Task ::
A word-for-word transcription of the listing is all that is needed.

Excerpted records ::
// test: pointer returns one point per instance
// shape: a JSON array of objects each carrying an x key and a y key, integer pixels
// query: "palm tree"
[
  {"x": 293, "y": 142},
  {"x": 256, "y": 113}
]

Exercise solution ::
// test: pointer returns one point per instance
// shape: a JSON array of objects each carrying an x key and a y key, integer pixels
// query: "palm tree"
[
  {"x": 293, "y": 142},
  {"x": 256, "y": 113}
]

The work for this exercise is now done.